What you are asked to do: Extract, unchanged, the stretch of items from the line containing "like [217, 265]." through the end of the items, both ends included. Leave the pictures out of the output.

Supplied data:

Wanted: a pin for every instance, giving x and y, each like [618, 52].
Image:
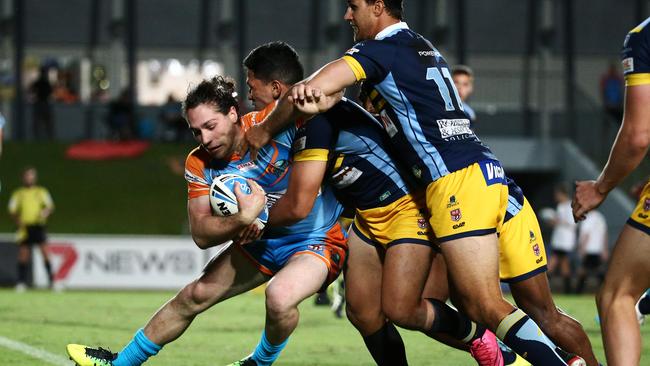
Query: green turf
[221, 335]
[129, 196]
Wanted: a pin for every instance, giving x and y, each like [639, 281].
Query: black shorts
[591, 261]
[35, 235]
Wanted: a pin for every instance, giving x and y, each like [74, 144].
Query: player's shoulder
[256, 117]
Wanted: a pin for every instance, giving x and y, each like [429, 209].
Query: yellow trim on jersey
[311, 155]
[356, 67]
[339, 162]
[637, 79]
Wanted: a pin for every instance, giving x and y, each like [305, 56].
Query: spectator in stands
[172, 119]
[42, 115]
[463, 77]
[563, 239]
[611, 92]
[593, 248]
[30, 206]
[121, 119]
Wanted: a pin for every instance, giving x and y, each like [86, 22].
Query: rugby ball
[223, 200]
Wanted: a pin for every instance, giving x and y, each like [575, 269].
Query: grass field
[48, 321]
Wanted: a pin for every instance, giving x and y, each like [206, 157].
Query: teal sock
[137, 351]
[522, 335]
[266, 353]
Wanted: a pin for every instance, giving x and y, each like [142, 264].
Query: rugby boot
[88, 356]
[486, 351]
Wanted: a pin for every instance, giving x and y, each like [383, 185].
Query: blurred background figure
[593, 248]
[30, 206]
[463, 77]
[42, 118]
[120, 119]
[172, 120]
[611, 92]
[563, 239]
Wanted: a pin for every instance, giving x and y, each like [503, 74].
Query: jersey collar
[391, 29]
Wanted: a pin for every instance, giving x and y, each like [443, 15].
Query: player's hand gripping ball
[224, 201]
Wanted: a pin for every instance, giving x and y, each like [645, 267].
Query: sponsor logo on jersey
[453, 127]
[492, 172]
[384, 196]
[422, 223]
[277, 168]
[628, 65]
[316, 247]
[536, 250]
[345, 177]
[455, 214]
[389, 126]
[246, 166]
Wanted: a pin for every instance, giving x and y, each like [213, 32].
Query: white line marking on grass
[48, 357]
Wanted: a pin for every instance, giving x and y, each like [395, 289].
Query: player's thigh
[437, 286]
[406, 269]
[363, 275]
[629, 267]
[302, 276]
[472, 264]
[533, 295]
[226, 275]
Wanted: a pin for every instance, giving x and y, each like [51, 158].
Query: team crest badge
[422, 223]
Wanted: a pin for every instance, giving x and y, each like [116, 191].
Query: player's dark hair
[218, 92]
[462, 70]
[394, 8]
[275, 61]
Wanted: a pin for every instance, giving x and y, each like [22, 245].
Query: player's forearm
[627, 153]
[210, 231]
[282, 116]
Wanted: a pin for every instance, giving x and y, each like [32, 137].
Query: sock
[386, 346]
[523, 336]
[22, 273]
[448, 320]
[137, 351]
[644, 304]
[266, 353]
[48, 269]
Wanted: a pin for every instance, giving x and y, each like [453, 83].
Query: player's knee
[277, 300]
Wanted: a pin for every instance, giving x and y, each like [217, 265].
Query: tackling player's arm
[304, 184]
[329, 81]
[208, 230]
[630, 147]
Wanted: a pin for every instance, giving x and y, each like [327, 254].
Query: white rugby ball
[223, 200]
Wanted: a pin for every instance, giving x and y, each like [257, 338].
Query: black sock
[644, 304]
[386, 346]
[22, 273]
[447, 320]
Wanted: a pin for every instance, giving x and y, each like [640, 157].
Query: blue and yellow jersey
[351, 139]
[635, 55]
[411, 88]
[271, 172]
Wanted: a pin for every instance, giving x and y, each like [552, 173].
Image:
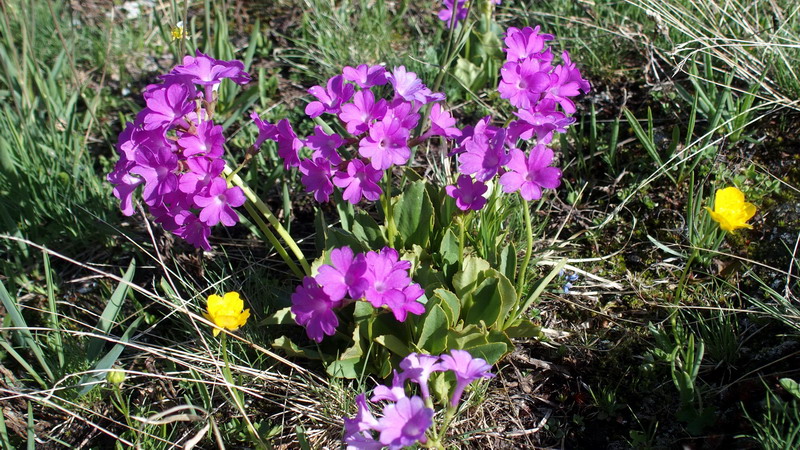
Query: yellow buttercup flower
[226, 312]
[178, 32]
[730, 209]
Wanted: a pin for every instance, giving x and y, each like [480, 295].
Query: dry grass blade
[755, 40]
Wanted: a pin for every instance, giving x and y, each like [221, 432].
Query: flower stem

Solution below:
Wanted: a pin for every instance, giving x and y, each like [217, 265].
Query: tackling player's arm
[304, 184]
[329, 81]
[208, 230]
[630, 147]
Wanted: a pin for every instance, giving x and y, each like [327, 254].
Query: white rugby ball
[223, 200]
Wanted: a pin for every instance, giving x and y, each like [257, 338].
Query: black sock
[644, 304]
[386, 346]
[22, 273]
[447, 320]
Wanted: a pin for every instance, giving x and y, each like [640, 157].
Query: blue and yellow jersey
[351, 139]
[635, 55]
[411, 88]
[271, 172]
Wanted: a pin for every instance, giving x and y, each like [552, 173].
Image:
Query: yellow buttercup flower
[226, 312]
[178, 32]
[730, 209]
Wanted: a pin for every instance, giving x and y, each like [480, 295].
Query: dry grass blade
[755, 40]
Wanted: a pin for every instance, giving x and y, each like [221, 432].
Query: flower stem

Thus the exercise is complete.